START PASSAGE

Feel Good Friday – The one rat we are rooting for

by | Jul 20, 2023 | feel good news, in the news, pet friends, uncategorized

An African Giant Pouched rat has been awarded a Gold Medal for its work in land mine detection in Cambodia.

Magawa an African Giant Pouched Rat has found 39 landmines and 28 unexploded munitions so far.

The seven-year-old rat was awarded a Gold Medal for “life-saving devotion to duty, in the location and clearance of deadly landmines in Cambodia” by the UK veterinary charity PDSA. The gold medal is inscribed with the words “For animal gallantry or devotion to duty”. Magawa is the first rat to ever receive the award.

Belgium-registered charity Apopo has been raising the rodents, known as HeroRATS, to detect landmines and tuberculosis and landmines since the 1990s. The rodents only receive certification after a year of training.

Apopo chief executive Christophe Cox told the Press Association news agency that “To receive this medal is really an honor for us, but also it is big for the people in Cambodia, and all around the world who are suffering from landmines.”

END PASSAGE

§ TASK DESCRIPTION
Reproduce word for word the stretch of the Magawa article from "Magawa an African" through "receive the award.".

START DATA FOR REVIEW

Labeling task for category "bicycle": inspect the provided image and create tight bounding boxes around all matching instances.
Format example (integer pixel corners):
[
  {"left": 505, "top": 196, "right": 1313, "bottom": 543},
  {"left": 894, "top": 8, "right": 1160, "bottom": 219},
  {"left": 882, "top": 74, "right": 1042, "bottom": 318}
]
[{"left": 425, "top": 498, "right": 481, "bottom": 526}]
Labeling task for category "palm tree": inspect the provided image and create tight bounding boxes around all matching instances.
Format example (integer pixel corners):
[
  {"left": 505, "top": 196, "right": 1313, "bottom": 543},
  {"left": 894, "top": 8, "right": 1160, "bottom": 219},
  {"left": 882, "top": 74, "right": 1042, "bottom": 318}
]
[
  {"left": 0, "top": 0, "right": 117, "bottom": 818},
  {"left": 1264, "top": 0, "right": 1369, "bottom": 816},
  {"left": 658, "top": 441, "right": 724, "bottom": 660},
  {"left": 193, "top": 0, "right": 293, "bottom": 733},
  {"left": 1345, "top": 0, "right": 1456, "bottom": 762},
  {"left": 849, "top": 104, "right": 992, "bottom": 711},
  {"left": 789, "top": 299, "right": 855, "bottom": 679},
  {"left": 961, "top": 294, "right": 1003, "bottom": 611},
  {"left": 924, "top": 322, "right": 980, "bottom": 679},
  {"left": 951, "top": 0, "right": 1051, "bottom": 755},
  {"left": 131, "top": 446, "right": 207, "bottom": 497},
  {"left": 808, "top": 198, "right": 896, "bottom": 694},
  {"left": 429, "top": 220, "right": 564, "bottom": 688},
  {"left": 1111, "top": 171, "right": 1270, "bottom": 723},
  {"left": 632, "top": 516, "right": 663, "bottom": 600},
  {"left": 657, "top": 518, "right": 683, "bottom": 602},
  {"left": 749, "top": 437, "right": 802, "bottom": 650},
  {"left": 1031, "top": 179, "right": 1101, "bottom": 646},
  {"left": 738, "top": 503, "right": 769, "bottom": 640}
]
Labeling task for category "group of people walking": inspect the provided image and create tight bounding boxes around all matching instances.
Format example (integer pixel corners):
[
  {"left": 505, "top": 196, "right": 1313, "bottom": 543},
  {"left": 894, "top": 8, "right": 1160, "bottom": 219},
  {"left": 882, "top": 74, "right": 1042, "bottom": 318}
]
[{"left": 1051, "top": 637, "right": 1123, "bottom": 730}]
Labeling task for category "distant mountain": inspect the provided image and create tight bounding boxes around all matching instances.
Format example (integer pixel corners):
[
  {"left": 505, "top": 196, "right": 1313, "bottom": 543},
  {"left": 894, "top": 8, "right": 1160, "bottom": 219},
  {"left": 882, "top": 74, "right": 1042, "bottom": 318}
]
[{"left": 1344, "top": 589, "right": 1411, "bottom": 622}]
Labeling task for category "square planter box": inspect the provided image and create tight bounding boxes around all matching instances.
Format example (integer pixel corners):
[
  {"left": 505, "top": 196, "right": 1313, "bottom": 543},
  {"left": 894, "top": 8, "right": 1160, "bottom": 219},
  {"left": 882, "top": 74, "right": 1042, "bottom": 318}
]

END DATA FOR REVIEW

§ RESULT FOR THIS TASK
Magawa an African Giant Pouched Rat has found 39 landmines and 28 unexploded munitions so far.

The seven-year-old rat was awarded a Gold Medal for “life-saving devotion to duty, in the location and clearance of deadly landmines in Cambodia” by the UK veterinary charity PDSA. The gold medal is inscribed with the words “For animal gallantry or devotion to duty”. Magawa is the first rat to ever receive the award.